== Problems to work on ==
- a) In the Son Little profile, reproduce the part that opens with the words containing "Speaking of the" and closes with "and doing more.", substituting "piano" for "guitar".
- b) According to the Son Little profile, why did pairing his written thoughts with music give Livingston a new ambition?

== Excerpted passage ==
################
Today, the anxiety about potentially having a conversation about the abuse he endured is much less heavy than holding onto the secret. It’s a beautiful turn for the artist, who is truly one of the supreme songwriters of his generation. Perhaps Son Little is not the most known songwriter, but his talent is large. During his career to date, he’s worked with The Roots, Mavis Staples, and acclaimed hip-hop producer, RJD2. His last album, Aloha, which he dropped in 2020 earned praise even though he wasn’t able to tour in support of it. Now, he’s excited to face new opportunities and while his story will always be part of his life, it no longer has power over him. 

“I let go of that,” Livingston says. “And whatever anybody thinks after that, that’s on them. I’m free of that.”

Speaking of the past, Livingston’s very first memory is a musical one. It’s so old that, he says, “it’s just a glimmer.” He remembers sitting in the car with his parents and one of them forgot something, so they went back inside to retrieve it. Then “Bennie and the Jets” played on the radio. Elton John singing and banging away at the keys. As he got older, Livingston got a guitar. He’d always loved the concept of writing his thoughts down, but combining them with music gave him a new ambition and one, he thought, would be that much more effective. But this didn’t mean he was high on himself or his efforts. He got better by doing, feeling unsatisfied, and doing more.
################
Referring-expression pointing data

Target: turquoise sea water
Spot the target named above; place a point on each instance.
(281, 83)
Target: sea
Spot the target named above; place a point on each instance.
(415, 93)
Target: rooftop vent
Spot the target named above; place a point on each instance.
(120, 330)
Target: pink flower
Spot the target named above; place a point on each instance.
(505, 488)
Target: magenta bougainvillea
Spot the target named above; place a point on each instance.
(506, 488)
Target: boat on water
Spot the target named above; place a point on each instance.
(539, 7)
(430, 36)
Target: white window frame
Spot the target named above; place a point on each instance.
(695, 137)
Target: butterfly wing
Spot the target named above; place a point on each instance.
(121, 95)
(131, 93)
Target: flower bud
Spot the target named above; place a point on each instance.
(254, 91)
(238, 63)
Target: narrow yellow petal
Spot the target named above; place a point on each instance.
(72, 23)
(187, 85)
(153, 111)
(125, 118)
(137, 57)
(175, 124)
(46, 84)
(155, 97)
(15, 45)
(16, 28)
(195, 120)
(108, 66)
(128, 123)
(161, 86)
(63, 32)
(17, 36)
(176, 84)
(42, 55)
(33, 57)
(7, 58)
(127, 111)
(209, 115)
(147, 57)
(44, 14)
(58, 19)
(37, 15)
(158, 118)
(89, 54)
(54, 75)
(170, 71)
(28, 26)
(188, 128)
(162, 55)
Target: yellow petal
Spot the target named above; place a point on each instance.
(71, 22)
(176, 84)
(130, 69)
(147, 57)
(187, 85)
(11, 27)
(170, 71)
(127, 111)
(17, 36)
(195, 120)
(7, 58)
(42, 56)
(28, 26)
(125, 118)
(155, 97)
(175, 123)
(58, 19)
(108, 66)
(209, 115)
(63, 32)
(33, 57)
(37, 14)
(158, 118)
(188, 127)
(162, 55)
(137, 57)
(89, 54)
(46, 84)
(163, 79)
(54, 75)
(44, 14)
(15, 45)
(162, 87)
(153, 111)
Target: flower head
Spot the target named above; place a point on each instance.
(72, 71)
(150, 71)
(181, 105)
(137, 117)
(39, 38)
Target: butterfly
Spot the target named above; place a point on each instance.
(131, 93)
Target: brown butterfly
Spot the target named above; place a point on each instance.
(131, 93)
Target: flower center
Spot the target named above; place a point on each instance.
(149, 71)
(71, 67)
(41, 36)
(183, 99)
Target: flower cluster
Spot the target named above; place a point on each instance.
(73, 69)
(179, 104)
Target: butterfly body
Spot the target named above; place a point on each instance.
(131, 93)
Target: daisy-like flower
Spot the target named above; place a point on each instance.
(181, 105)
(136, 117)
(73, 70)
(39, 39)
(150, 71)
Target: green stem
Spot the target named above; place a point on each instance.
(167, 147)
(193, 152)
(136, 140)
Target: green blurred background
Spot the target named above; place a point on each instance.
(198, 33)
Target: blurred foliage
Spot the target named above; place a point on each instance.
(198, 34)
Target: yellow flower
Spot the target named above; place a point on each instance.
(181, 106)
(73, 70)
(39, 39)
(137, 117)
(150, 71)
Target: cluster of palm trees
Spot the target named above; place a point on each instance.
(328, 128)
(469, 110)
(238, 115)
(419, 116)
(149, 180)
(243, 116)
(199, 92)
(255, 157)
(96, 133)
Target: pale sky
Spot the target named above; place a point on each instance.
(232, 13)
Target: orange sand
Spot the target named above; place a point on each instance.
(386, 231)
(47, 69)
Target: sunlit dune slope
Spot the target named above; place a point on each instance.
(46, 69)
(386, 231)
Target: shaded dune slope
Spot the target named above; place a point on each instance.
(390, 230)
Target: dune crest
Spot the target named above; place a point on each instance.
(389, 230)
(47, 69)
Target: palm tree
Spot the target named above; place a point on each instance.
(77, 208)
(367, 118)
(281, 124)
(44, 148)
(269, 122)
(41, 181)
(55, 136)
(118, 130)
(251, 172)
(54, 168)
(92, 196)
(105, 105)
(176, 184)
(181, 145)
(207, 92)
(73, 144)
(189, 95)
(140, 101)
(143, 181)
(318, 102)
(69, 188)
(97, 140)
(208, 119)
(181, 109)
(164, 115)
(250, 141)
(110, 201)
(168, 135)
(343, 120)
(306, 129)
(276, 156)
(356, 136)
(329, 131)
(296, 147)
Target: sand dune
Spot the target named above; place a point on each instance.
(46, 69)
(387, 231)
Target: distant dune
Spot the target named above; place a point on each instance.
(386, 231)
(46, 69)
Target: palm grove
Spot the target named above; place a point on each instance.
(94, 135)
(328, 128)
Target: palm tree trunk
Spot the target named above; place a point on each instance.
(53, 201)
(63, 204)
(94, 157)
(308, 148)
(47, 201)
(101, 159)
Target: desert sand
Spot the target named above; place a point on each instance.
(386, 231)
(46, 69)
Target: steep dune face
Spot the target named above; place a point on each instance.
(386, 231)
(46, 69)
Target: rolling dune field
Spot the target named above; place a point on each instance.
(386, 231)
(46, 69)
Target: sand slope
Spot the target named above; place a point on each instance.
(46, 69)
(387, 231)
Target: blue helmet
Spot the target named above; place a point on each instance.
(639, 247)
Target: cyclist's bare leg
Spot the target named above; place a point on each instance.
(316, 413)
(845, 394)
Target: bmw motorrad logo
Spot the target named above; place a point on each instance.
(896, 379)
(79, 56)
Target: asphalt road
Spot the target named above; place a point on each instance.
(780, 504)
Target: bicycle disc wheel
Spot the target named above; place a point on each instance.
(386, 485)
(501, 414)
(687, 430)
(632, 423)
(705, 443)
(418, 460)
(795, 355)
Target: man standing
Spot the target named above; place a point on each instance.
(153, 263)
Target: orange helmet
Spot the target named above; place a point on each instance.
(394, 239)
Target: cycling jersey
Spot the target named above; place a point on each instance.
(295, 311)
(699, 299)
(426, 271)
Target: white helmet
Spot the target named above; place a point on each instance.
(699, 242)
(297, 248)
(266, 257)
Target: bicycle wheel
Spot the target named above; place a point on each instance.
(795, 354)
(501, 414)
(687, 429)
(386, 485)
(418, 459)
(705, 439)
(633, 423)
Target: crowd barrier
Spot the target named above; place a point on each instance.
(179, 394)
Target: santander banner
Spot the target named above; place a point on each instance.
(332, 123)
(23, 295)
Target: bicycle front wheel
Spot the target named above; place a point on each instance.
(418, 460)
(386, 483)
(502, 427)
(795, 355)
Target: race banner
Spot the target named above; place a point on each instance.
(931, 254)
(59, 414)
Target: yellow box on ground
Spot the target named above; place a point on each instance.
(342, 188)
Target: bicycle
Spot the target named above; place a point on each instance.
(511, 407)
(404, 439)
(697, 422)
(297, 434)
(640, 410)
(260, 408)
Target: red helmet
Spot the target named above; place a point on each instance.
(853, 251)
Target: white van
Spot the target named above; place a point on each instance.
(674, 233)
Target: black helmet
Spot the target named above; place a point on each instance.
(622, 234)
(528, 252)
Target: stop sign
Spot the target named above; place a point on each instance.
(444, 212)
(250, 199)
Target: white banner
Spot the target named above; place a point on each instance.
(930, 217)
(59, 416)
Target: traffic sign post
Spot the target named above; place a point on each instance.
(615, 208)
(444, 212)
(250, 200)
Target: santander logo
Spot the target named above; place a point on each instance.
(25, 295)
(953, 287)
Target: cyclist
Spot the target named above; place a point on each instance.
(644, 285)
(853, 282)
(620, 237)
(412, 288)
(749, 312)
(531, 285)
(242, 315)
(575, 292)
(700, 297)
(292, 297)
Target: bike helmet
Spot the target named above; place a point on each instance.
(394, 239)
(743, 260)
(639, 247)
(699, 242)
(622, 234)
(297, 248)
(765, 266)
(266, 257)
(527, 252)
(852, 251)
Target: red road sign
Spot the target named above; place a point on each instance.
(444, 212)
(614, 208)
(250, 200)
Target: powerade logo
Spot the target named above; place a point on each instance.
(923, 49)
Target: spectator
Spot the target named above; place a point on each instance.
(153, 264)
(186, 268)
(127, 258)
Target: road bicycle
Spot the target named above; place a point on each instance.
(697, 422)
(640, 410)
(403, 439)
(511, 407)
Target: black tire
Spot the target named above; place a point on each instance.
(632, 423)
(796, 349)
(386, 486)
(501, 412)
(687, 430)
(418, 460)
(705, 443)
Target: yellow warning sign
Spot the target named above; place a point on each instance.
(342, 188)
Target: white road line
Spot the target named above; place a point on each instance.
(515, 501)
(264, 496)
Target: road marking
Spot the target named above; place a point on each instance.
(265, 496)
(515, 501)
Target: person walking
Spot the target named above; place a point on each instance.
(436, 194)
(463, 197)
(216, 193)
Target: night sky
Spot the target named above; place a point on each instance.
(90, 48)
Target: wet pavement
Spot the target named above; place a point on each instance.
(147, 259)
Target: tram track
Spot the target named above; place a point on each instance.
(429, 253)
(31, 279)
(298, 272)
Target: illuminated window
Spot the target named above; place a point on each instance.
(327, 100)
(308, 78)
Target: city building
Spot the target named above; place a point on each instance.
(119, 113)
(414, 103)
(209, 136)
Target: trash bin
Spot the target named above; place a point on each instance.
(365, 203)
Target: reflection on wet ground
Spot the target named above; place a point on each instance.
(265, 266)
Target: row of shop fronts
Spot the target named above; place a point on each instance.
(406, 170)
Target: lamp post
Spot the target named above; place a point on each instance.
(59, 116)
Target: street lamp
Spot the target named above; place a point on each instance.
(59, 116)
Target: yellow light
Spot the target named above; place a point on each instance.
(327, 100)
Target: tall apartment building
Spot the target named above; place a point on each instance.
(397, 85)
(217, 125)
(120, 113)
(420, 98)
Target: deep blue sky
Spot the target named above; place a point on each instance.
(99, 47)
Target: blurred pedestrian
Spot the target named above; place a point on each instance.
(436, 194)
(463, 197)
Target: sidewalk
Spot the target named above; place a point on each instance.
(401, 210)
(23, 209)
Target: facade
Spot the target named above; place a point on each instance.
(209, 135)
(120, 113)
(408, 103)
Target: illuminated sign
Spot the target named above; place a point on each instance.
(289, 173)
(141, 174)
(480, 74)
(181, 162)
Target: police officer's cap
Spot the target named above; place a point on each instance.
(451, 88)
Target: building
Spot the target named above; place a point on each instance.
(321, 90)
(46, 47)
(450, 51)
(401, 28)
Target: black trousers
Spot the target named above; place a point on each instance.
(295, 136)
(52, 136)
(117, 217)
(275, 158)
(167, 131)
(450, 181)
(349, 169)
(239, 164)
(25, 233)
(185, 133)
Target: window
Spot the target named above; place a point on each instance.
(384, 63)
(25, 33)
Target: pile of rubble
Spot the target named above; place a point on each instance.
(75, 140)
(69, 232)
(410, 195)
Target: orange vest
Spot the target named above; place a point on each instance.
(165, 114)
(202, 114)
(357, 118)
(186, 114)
################
== Responses to the exercise ==
- a)
Speaking of the past, Livingston’s very first memory is a musical one. It’s so old that, he says, “it’s just a glimmer.” He remembers sitting in the car with his parents and one of them forgot something, so they went back inside to retrieve it. Then “Bennie and the Jets” played on the radio. Elton John singing and banging away at the keys. As he got older, Livingston got a piano. He’d always loved the concept of writing his thoughts down, but combining them with music gave him a new ambition and one, he thought, would be that much more effective. But this didn’t mean he was high on himself or his efforts. He got better by doing, feeling unsatisfied, and doing more.

- b) He had always loved writing his thoughts down, and he believed that combining them with music would make them that much more effective.